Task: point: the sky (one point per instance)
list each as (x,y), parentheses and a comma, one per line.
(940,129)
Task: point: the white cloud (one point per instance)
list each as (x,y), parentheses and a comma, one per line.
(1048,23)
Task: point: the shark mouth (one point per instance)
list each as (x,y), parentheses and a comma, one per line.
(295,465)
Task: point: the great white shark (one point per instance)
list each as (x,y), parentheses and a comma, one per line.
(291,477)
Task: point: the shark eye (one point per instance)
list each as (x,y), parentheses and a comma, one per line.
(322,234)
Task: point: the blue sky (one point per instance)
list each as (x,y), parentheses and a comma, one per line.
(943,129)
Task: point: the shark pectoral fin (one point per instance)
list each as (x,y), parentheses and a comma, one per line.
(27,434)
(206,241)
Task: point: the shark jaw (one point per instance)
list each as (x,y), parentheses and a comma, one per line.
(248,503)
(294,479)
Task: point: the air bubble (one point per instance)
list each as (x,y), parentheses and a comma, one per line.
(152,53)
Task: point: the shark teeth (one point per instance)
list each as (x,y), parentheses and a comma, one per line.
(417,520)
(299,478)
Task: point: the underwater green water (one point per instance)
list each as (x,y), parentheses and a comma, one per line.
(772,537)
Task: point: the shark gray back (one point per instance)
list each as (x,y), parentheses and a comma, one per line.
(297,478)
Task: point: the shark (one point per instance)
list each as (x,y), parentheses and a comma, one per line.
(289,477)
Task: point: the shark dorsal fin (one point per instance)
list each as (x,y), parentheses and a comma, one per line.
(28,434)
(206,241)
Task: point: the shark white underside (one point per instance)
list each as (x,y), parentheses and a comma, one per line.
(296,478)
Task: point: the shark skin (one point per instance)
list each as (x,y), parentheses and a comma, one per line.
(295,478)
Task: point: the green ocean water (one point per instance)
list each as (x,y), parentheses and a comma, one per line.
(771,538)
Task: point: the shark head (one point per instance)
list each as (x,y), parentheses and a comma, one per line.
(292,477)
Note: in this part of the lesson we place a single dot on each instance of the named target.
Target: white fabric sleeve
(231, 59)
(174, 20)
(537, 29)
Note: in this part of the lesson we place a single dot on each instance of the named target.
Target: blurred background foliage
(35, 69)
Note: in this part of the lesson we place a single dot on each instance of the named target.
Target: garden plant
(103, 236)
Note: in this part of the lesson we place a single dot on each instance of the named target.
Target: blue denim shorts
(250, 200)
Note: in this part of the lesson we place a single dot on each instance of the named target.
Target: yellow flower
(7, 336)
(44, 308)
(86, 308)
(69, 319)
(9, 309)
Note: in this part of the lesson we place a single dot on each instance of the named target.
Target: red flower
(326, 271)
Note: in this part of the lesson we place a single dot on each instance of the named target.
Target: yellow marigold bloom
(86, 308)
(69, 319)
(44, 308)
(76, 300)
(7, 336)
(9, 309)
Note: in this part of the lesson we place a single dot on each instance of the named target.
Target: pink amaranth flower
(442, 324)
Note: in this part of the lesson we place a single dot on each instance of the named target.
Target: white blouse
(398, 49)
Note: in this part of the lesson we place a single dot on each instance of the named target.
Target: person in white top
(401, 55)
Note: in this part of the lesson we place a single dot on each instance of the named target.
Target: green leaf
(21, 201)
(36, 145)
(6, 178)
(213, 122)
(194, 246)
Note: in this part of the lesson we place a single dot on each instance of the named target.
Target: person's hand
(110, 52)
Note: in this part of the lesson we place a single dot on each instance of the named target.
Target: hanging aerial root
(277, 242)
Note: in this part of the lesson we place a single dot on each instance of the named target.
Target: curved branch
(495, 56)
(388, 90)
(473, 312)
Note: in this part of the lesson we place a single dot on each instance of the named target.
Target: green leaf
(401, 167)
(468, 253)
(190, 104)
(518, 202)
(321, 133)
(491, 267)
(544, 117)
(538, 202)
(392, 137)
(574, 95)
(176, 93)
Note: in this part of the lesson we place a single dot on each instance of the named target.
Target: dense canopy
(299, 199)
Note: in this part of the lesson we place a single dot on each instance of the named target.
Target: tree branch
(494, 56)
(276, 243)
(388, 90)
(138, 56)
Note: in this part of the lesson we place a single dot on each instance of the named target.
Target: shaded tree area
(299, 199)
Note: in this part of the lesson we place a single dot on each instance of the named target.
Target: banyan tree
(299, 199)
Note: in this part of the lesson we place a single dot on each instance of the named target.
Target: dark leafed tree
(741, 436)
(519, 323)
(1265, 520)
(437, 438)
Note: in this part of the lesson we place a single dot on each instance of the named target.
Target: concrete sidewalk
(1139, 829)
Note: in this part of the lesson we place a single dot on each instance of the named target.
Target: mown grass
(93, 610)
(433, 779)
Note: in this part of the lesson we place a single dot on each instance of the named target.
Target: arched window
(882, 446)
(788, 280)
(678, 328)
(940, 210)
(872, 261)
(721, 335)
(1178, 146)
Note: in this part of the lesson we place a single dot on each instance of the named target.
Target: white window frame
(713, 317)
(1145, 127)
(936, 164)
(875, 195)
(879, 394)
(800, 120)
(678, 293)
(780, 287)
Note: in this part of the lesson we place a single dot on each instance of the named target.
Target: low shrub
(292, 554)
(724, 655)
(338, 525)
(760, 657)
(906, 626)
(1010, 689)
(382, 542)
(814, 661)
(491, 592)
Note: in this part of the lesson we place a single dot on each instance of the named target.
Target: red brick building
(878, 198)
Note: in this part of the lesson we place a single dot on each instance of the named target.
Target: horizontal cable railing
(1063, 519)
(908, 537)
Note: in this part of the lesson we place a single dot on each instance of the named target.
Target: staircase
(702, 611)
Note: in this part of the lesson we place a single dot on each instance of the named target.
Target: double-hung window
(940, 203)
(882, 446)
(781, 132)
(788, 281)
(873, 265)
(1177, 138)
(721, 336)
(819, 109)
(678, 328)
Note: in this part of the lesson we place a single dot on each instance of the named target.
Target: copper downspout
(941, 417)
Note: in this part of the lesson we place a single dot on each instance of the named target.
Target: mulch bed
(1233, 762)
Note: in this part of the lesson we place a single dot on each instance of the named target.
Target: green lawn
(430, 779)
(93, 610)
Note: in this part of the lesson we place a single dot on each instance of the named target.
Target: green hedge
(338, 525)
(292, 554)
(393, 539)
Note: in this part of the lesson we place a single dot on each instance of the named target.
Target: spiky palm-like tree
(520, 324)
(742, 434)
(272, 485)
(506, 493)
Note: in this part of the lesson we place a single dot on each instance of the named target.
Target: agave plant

+++

■ Requirements
Pick out every line above that contains the word "white", and copy each one in full.

■ The result
Task: point: the white cloud (one point per instance)
Task: point: the great white shark (one point per instance)
Task: point: the shark white underside (one point per instance)
Target: white fabric sleeve
Target: white blouse
Target: person in white top
Target: white window frame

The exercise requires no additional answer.